▸ **TASK**
Would you write out every one of the items below word for word, changing nothing?

* * *

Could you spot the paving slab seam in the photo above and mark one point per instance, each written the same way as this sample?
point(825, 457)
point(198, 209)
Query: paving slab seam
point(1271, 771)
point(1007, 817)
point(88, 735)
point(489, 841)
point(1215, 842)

* * *

▸ **SOLVED PROBLEM**
Could you spot the paving slab seam in the photo above and mark one point per instance, each written the same way as this sample?
point(825, 457)
point(198, 209)
Query: paving slab seam
point(1271, 771)
point(1007, 817)
point(88, 735)
point(489, 841)
point(1215, 842)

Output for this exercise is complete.